[START]

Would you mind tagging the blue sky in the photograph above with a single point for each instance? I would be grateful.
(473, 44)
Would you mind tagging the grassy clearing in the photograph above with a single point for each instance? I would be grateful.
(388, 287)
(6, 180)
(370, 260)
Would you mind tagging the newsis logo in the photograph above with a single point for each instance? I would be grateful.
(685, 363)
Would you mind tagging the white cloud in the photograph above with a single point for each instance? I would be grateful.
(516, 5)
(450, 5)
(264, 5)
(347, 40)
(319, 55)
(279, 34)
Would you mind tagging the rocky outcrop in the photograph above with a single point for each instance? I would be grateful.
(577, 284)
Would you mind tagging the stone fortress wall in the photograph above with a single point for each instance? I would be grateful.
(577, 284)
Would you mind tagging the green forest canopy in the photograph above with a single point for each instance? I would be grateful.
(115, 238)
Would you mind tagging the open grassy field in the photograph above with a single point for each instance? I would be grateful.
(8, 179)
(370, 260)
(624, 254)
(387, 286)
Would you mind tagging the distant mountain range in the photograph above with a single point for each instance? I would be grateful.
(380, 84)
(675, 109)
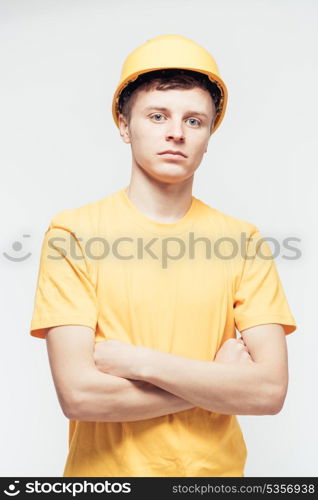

[END]

* Problem description
Rewrite every line of the items above, including each item's wording, and add 140 to both numbers in every point coordinate pair. Leave the pictures out of your answer.

* Result of this task
Would you mind tagging the blue sky in the photograph above with a single point for each instance? I would be grateful.
(613, 184)
Would you mind tagging the grassy clearing in the photograph above with a single point for each instance? I would be grateful.
(528, 427)
(146, 320)
(510, 400)
Would you mind tagging the newsis logo in the photograph above with a single point for each instance? I would be grateful.
(825, 503)
Would you mind tagging the white cloud in the photograph above with a single point for each instance? I would be grateful.
(656, 145)
(590, 145)
(404, 145)
(487, 180)
(459, 195)
(419, 174)
Would you mind tagging the rocky outcrop in the photograph above with a single point for each instance? I would be grateful.
(717, 424)
Would you mind tagging the stone fortress wall in the photograph above with a single point for each instance? I would be grateful.
(717, 424)
Would you mind tagging the green forest canopy in the photograph above with a single point for each instance? I would be grateful.
(255, 378)
Would you mind tagging the open grassy field in the photograph above with a single point for each instance? I would be grateful.
(148, 319)
(510, 400)
(764, 394)
(527, 426)
Would you mind tagging the distant mountain range in the photograph above with a single point for each instance? I would be grateful.
(520, 224)
(815, 249)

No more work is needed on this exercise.